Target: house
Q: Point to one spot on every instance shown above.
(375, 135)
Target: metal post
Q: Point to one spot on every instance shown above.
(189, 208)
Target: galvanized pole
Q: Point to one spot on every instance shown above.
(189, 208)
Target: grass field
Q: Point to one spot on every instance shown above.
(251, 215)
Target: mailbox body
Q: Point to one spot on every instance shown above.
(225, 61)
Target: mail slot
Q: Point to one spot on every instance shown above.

==

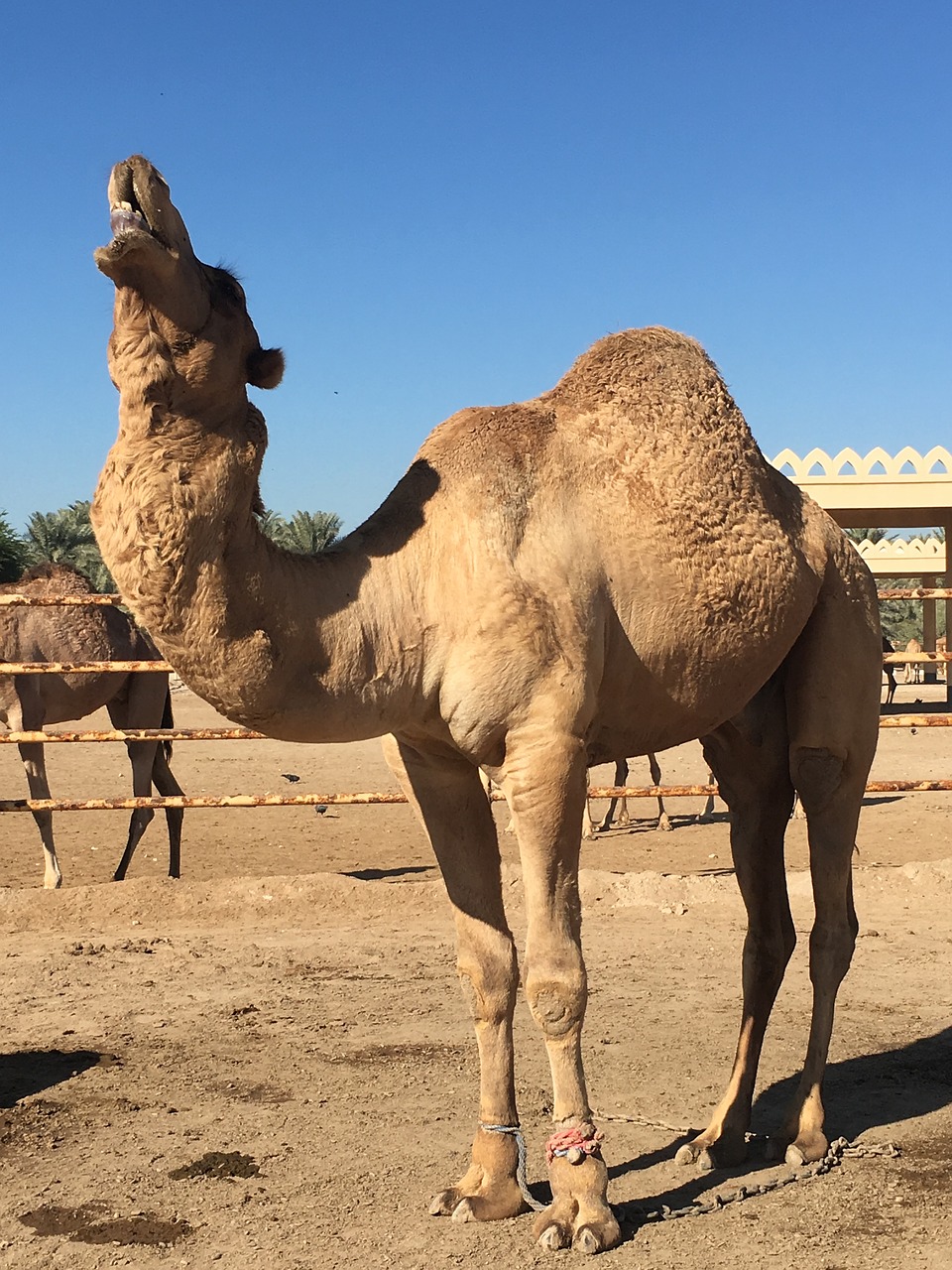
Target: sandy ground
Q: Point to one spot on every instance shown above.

...

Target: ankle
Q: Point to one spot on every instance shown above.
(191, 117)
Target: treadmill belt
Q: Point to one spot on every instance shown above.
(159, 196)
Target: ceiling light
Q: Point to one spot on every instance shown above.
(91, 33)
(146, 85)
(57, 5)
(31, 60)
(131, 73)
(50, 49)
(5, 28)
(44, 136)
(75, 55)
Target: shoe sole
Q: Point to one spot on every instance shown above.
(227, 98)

#### Work instructions
Tell how many lines of the data include the word "Target", and nothing else.

#### Result below
11